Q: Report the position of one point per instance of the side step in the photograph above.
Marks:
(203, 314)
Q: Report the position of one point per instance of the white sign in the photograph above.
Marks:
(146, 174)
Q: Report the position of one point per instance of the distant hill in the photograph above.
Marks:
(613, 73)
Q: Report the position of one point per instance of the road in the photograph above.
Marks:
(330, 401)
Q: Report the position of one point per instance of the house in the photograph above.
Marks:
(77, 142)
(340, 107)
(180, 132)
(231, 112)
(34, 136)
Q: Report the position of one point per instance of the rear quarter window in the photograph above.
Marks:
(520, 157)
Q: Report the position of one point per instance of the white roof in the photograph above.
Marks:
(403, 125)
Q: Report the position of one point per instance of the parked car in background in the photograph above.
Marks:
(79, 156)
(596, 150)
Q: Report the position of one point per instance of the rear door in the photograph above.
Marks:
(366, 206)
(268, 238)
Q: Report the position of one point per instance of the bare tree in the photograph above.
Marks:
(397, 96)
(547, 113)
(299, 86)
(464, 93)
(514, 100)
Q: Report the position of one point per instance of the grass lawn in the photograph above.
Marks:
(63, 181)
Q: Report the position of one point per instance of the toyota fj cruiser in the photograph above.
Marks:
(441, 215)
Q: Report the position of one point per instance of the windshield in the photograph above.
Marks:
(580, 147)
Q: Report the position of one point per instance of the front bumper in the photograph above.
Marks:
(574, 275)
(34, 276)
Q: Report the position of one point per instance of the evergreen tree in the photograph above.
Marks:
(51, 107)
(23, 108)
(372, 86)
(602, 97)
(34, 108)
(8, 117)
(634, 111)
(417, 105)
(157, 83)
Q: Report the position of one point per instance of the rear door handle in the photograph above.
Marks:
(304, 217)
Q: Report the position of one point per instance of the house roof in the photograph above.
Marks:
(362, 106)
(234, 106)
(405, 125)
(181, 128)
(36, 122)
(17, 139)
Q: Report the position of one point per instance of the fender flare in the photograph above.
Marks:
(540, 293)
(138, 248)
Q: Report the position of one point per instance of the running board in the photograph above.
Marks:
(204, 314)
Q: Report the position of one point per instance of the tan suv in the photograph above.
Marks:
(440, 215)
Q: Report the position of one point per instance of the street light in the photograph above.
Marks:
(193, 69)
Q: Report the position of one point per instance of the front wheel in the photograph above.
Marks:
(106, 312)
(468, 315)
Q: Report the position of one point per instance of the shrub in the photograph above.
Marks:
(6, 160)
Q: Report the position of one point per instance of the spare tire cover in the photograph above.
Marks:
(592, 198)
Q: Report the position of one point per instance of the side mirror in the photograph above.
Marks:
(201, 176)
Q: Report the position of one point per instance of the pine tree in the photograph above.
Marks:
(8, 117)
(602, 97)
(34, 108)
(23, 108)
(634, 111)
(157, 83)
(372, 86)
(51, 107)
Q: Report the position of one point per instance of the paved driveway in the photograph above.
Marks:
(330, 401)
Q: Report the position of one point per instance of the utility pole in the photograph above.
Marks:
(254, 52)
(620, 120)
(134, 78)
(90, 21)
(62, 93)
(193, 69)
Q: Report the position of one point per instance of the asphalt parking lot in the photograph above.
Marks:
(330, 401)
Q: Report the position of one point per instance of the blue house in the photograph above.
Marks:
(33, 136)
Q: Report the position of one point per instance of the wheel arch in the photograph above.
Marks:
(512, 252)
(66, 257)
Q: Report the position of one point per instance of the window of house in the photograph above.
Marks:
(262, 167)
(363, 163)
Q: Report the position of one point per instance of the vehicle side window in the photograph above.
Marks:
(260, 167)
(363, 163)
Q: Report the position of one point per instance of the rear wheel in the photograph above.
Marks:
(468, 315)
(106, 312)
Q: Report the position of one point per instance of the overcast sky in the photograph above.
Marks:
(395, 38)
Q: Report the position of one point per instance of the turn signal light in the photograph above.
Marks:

◆ ◆ ◆ ◆ ◆ ◆ ◆

### The problem:
Please switch "Report" to "Give" throughout the rows above, and write the rows out again with nothing else changed.

### Problem solution:
Q: Give the position of one point per instance of the side step in the photograph above.
Marks:
(203, 314)
Q: Give the position of one point per instance of the white sign in the photograph above.
Marks:
(146, 174)
Q: Give the position of one point per instance of the distant hill in the photograph above.
Marks:
(613, 73)
Q: Give the position of one point per instance of the road in the photograph above.
Marks:
(330, 401)
Q: Give the position of one point per instance of the house in the photograph above.
Marks:
(77, 142)
(340, 107)
(180, 132)
(231, 112)
(34, 136)
Q: Give the position of one point per instance of the rear quarter window in the photograph above.
Marks:
(520, 157)
Q: Give the position of one point per instance of the white roof in the photograph above.
Marks:
(403, 125)
Q: Give the position of one point per instance of the parked car in background in the photograph above.
Marks:
(79, 156)
(596, 150)
Q: Give the position of one point per instance of the rear door in the photograph above.
Marks:
(366, 206)
(268, 238)
Q: Give the position of one point per instance of the bare tree in the photograph above.
Marks:
(397, 96)
(547, 113)
(299, 86)
(464, 93)
(514, 100)
Q: Give the position of one point per instance of the grass lawn in the photograph above.
Marks:
(63, 181)
Q: Give the position of one point per instance of the toyota fj cruiser in the photograph above.
Marks:
(441, 215)
Q: Give the position of one point per instance of the windshield in the photograph above.
Marks:
(580, 147)
Q: Give the position of one point per instance of the front bumper in the photograph above.
Marks:
(574, 275)
(34, 276)
Q: Give the position of one point per instance of the evergreen tree in the photograph above.
Marks:
(51, 107)
(23, 108)
(372, 86)
(602, 97)
(34, 108)
(8, 117)
(634, 111)
(417, 105)
(157, 83)
Q: Give the position of one point per instance of the rear door handle in the photograph above.
Marks:
(304, 217)
Q: Give the position of one point per instance of the house roof in the photograph above.
Marks:
(362, 106)
(234, 106)
(405, 125)
(181, 128)
(36, 122)
(17, 139)
Q: Give the position of one point per instance of the fender flare in the photograph above.
Marks:
(540, 293)
(138, 248)
Q: Give the position of one point per instance of the running board in the photograph above.
Marks:
(204, 314)
Q: Give the position of one point per instance of the tan suv in the photograph above.
Marks:
(440, 215)
Q: Give the position of one point per instance of the street light in the photograph above.
Marks:
(193, 69)
Q: Give the position of one point per instance of the front wheel in the photograph above.
Marks:
(106, 312)
(468, 315)
Q: Give the position of one point per instance of the shrub in the photograph above.
Marks:
(6, 160)
Q: Give the position of one point per instance of the spare tire cover in the photograph above.
Marks:
(592, 198)
Q: Give the position of one point per instance of the side mirror in the photograph above.
Marks:
(201, 176)
Q: Give the position of one point per instance of the pine tree in the photograph above.
Marks:
(8, 117)
(602, 97)
(34, 108)
(23, 108)
(634, 111)
(157, 83)
(372, 86)
(51, 107)
Q: Give the position of one point per instance of the paved driveway in the photograph above.
Marks:
(330, 401)
Q: Give the position of one point per instance of the utility pole in the photograph above.
Marks:
(254, 52)
(620, 120)
(134, 78)
(90, 21)
(62, 93)
(193, 69)
Q: Give the position of one point per instance of the asphalt parking lot in the photograph above.
Marks:
(330, 401)
Q: Give the position of one point per instance of the blue house in the photograph above.
Marks:
(33, 136)
Q: Give the position of one point per instance of the wheel arch in the photograph above.
Marks:
(512, 252)
(66, 257)
Q: Give the position of one point per instance of the window of house in the photograph above.
Marks:
(262, 167)
(363, 163)
Q: Give the position of one point per instance of the vehicle side window in the photograph above.
Marks:
(260, 167)
(363, 163)
Q: Give the position of one point per instance of the rear wheel in the photograph above.
Marks:
(468, 315)
(106, 312)
Q: Give the position of one point per instance of the overcast sky in the photograph above.
Marks:
(395, 38)
Q: Give the position of one point per instance of the turn signal light in the photograph above.
Marks:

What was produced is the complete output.